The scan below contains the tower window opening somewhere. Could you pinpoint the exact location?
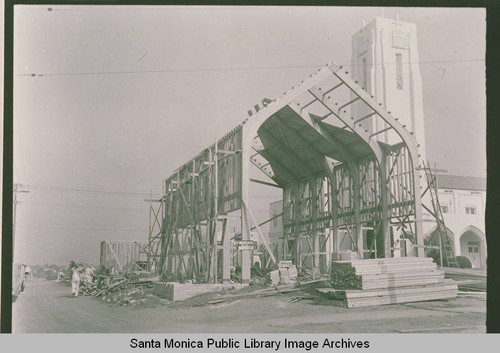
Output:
[396,53,403,90]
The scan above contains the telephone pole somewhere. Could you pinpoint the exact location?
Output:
[12,183,29,254]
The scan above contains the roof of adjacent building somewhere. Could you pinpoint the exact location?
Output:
[437,174,486,191]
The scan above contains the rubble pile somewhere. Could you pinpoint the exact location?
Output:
[101,287,161,306]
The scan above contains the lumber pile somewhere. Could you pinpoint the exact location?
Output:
[318,257,458,308]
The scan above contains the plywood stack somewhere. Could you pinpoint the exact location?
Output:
[443,267,486,292]
[320,257,457,308]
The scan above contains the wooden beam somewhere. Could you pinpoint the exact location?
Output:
[250,178,283,189]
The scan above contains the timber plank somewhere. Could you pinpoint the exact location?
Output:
[335,284,458,299]
[346,290,457,308]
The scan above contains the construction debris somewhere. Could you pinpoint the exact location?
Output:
[443,267,486,292]
[318,257,458,308]
[269,261,297,285]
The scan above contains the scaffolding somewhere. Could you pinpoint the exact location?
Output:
[146,63,424,282]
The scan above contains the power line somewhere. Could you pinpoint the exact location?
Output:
[18,201,149,212]
[17,223,148,233]
[22,184,160,197]
[16,59,485,77]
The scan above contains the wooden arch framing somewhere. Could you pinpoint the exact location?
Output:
[149,63,424,282]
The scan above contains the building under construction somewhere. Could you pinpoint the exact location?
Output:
[147,57,423,282]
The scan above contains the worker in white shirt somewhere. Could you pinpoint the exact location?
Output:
[71,261,80,297]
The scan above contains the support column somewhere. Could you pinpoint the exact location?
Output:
[375,151,392,257]
[311,179,320,278]
[352,164,364,259]
[292,185,302,268]
[330,167,340,259]
[240,124,252,283]
[222,219,231,283]
[411,164,425,257]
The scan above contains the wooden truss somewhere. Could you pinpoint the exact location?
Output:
[148,63,424,282]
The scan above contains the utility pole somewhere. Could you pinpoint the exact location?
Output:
[12,183,29,253]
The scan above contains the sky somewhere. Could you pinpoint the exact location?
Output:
[9,6,486,264]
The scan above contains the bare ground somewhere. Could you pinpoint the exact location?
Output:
[12,280,486,333]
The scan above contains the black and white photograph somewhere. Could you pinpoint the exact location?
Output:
[2,5,488,336]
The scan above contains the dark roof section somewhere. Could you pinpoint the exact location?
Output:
[437,174,486,191]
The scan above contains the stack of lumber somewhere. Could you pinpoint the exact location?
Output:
[443,267,486,292]
[278,260,297,284]
[318,257,458,308]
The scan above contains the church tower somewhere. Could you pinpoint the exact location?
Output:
[351,17,426,164]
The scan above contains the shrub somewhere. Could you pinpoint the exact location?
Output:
[455,256,472,268]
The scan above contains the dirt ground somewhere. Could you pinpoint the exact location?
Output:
[12,280,486,333]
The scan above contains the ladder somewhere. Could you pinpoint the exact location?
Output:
[422,162,458,268]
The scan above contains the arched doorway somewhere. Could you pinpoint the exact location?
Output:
[424,226,457,266]
[460,227,486,268]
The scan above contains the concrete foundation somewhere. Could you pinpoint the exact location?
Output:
[153,282,248,301]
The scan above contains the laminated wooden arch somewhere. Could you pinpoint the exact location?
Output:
[150,63,423,281]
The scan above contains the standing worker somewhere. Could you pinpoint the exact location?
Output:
[70,261,80,297]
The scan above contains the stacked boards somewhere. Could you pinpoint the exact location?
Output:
[319,257,458,308]
[443,267,486,292]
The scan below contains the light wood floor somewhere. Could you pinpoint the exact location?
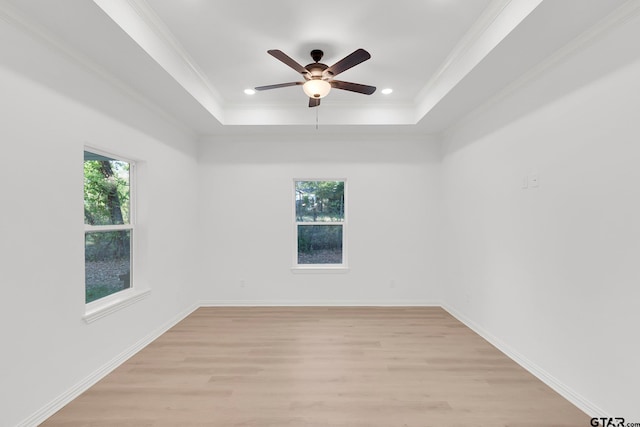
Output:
[43,307,590,427]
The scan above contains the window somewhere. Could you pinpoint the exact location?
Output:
[294,180,346,268]
[84,151,134,303]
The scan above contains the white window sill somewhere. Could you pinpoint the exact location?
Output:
[82,289,151,323]
[291,265,349,274]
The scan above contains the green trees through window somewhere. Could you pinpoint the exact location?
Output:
[295,181,345,264]
[84,151,133,303]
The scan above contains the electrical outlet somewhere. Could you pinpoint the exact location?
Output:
[529,172,540,188]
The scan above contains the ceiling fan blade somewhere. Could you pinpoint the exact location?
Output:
[267,49,309,75]
[254,82,304,90]
[329,80,376,95]
[323,49,371,76]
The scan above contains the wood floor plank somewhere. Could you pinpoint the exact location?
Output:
[43,307,589,427]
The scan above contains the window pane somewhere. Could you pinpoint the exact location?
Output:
[298,225,342,264]
[84,151,129,225]
[296,181,344,222]
[84,230,131,303]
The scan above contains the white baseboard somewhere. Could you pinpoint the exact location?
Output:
[442,304,611,417]
[18,300,610,427]
[200,300,442,307]
[17,304,198,427]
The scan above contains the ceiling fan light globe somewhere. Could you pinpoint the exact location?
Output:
[302,79,331,99]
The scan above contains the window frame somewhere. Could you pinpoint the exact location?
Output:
[291,178,349,273]
[82,145,150,323]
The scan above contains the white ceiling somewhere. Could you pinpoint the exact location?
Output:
[0,0,637,135]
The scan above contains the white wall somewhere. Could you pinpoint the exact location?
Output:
[199,135,440,304]
[0,20,197,426]
[442,11,640,421]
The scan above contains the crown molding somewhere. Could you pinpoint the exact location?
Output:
[0,2,196,138]
[93,0,224,123]
[450,0,640,135]
[414,0,542,122]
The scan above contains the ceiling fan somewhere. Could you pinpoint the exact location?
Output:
[255,49,376,107]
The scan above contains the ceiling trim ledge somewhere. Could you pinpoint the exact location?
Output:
[450,0,640,134]
[93,0,224,123]
[415,0,543,122]
[0,1,196,138]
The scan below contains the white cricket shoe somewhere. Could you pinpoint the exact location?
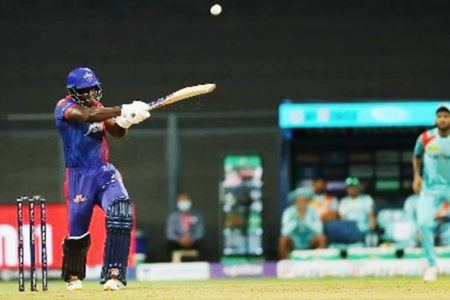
====
**To do**
Copy all of the records above line for line, leaving out the pictures.

**Correct output**
The scan below contains the tower window opening somewhere. Could you pinpoint the exact location?
Output:
[396,53,403,90]
The scan above contains the telephone pole somewhere. Could you pinpoint the exact location?
Output:
[12,183,29,254]
The scan above contains the roof of adjacent building somewhere. Could you pinpoint the exact location?
Output:
[437,174,486,191]
The scan above contains the rubble pile somewhere. Could you pinpoint the exact location?
Output:
[101,287,161,306]
The scan above contains the lumber pile somewhere. Could you pinpoint the exact location?
Output:
[318,257,458,308]
The scan above contains the plywood stack somewhere. Could you pinpoint the exact location?
Output:
[443,267,486,292]
[320,257,457,308]
The scan above contains the wooden beam somewhere. Could you pinpoint the exact location?
Output:
[250,178,283,189]
The scan above contains the timber plank somewhere. Could you pinpoint the exact location?
Output:
[335,284,458,299]
[346,290,457,308]
The scan above contains the construction debris somewhere. Could you pinpoint the exact location?
Output:
[443,267,486,292]
[318,257,458,308]
[269,261,297,285]
The scan above contains the scaffolding somewhere. Could you pinpoint the exact location?
Output:
[146,63,424,282]
The scan above contains the power line somewhere. Could you pinpoint the exact location?
Output:
[18,201,149,212]
[17,223,148,233]
[22,184,160,197]
[16,59,485,77]
The scan above contains the wooden arch framing somewhere. Could you pinpoint the exact location?
Output:
[149,63,424,282]
The scan above contains the building under construction somewhere. Could you pinpoint the exact location?
Output:
[147,57,423,282]
The scan above contains the worker in white shirt somewhere. Could you pinpoint the exact location?
Output:
[71,261,80,297]
The scan above contains the support column somewhere. Could you pinpoint the exact location?
Output:
[375,151,392,257]
[311,179,320,278]
[352,164,364,259]
[292,185,302,268]
[330,167,340,259]
[240,124,252,283]
[222,219,231,283]
[411,164,425,257]
The scan above contains the wooden truss somewhere. Could you pinpoint the exact location?
Output:
[148,63,424,282]
The scan above contains the utility pole somewhere. Could you pinpoint the exact location?
Output:
[12,183,29,253]
The scan above contains the sky somewhere. Could you pinpoint the exact location?
Output:
[9,6,486,264]
The scan above contains the bare ground somewhere. Could you pinpoint the exact location?
Output:
[12,280,486,333]
The scan above contains the black and white photograph somewhere. Could you pinpoint the exact location?
Output:
[2,5,488,336]
The scan above contains the dark roof section somewhere. Could you pinpoint the exact location?
Output:
[437,174,486,191]
The scan above contains the stack of lumber somewhere. Could you pinpoint the exact location?
Output:
[443,267,486,292]
[278,260,297,284]
[318,257,458,308]
The scan above contains the church tower somewhere. Could you pinpoint the exact location?
Output:
[351,17,426,164]
The scan above contains the shrub somewhere. Could you pinpoint the exact location?
Output:
[455,256,472,268]
The scan above contains the dirt ground somewhere. Could you pinpoint the exact location?
Output:
[12,280,486,333]
The scan above contains the ladder somewhere. Could you pinpoint the exact location?
Output:
[422,162,458,268]
The scan above contains the arched doorway somewhere. Could you pinpoint the exact location?
Output:
[424,226,457,266]
[460,227,486,268]
The scan above contains the concrete foundation somewhere. Could you pinpoint the exact location?
Output:
[153,282,248,301]
The scan above contains the laminated wooden arch somewhere. Could you pinpoint the exact location?
Output:
[150,63,423,281]
The scan above contains the standing worker somewhere. Could you pinpoint the exact location?
Output:
[70,261,80,297]
The scan above contains the stacked boards somewhere. Could you pinpoint the exact location?
Output:
[319,257,458,308]
[443,267,486,292]
The scan below contains the light wood floor somewhere. Could you pinpoint the exact location?
Output:
[43,307,590,427]
The scan above contains the window somewhere. Could you pinpoint the exact location?
Output:
[294,180,346,268]
[84,151,134,303]
The scan above contains the white window sill somewhere. Could you pinpoint the exact location?
Output:
[82,289,151,323]
[291,265,349,274]
The scan above contains the green trees through window somewhere. Could you pinpoint the exact location?
Output:
[295,181,345,264]
[84,151,133,303]
The scan above contains the electrical outlet somewhere. Could you pinpoint the exact location?
Output:
[529,172,540,188]
The scan above contains the ceiling fan blade somewhere. Could you pinpoint the exact location?
Output:
[267,49,309,75]
[254,82,304,90]
[329,80,376,95]
[323,49,371,76]
The scan above contains the wood floor plank somewhere. Could you pinpoint the exact location?
Output:
[43,307,589,427]
The scan above contains the window pane somewhere. Could you pinpoint the exact location?
Output:
[298,225,342,264]
[84,151,129,225]
[296,181,344,222]
[84,230,131,303]
The scan above contains the white baseboard somewhere. Could you pinpoint the exact location?
Output:
[442,304,611,417]
[18,300,610,427]
[200,300,442,307]
[17,304,198,427]
The scan above contains the ceiling fan light globe somewhere. Could you pinpoint the exact location?
Output:
[302,79,331,99]
The scan above contains the window frame somewhere. Could you pinpoint the exact location?
Output:
[291,178,349,273]
[82,145,150,323]
The scan above contains the white ceiling somewhere. Could you pinpoint the exact location?
Output:
[0,0,637,135]
The scan above contains the white wall somewhere. Could you pinpoint the exact location?
Output:
[199,135,440,304]
[0,20,197,426]
[442,11,640,421]
The scan above contains the crown molding somewhere. Could you pinpoint the exact location?
Output:
[0,2,196,138]
[93,0,224,123]
[450,0,640,135]
[414,0,542,122]
The scan above contains the ceiling fan somewhere. Could you pinpoint the exact location?
Output:
[255,49,376,107]
The scan above contains the ceiling trim ledge somewhere. Could you pinpoint the exact location?
Output:
[450,0,640,134]
[93,0,224,123]
[415,0,543,122]
[0,1,196,138]
The scan below contains the white cricket shoe somewhere. Could you pinpoint the exact location?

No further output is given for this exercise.